WORK INSTRUCTIONS: Repeat every line of the listing below exactly, minus the pictures.

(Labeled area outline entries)

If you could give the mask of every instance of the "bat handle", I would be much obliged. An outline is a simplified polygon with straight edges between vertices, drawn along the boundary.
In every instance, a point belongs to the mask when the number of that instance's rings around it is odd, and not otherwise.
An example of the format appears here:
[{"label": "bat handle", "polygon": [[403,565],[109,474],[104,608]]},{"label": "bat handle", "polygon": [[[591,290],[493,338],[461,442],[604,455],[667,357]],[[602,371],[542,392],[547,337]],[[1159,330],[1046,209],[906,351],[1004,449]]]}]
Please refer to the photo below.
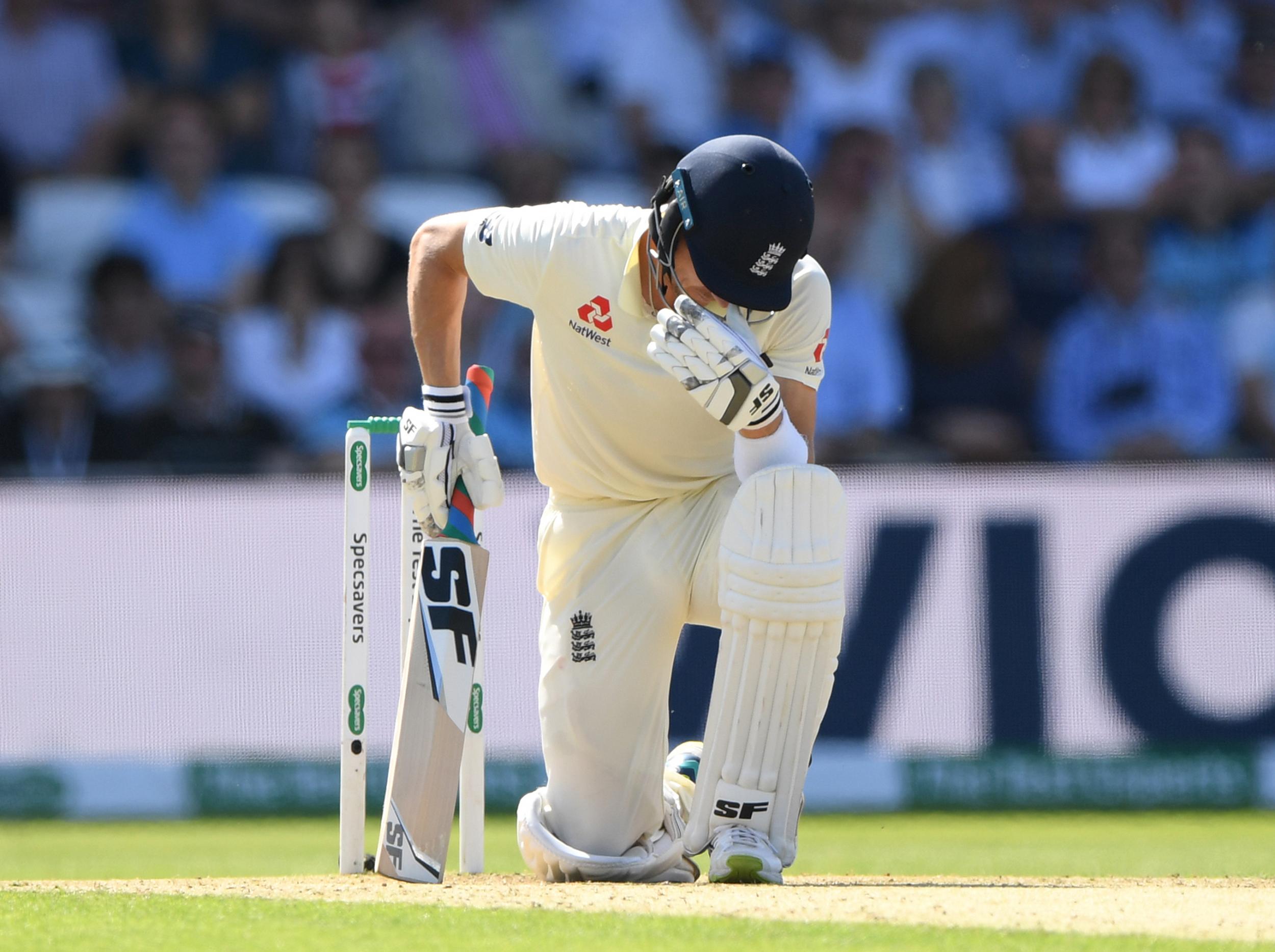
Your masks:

OUTPUT OF THE EXERCISE:
If you could give the mask of every instance of the "bat handle", I would be much obliged. An outline is a simplified polygon with straight edges between vertices, drawn along the boundary.
In every instance, a point belongs to the mask when the number of that instance's rings around it is odd, and not otherwise.
An example of the format appears here:
[{"label": "bat handle", "polygon": [[403,565],[109,474],[104,608]]},{"label": "bat handle", "polygon": [[[591,290],[493,338],[461,442],[604,455],[667,357]],[[602,371],[542,392],[547,337]],[[1159,330],[1046,209],[906,351],[1004,449]]]}]
Please refer to the photo below.
Your masks:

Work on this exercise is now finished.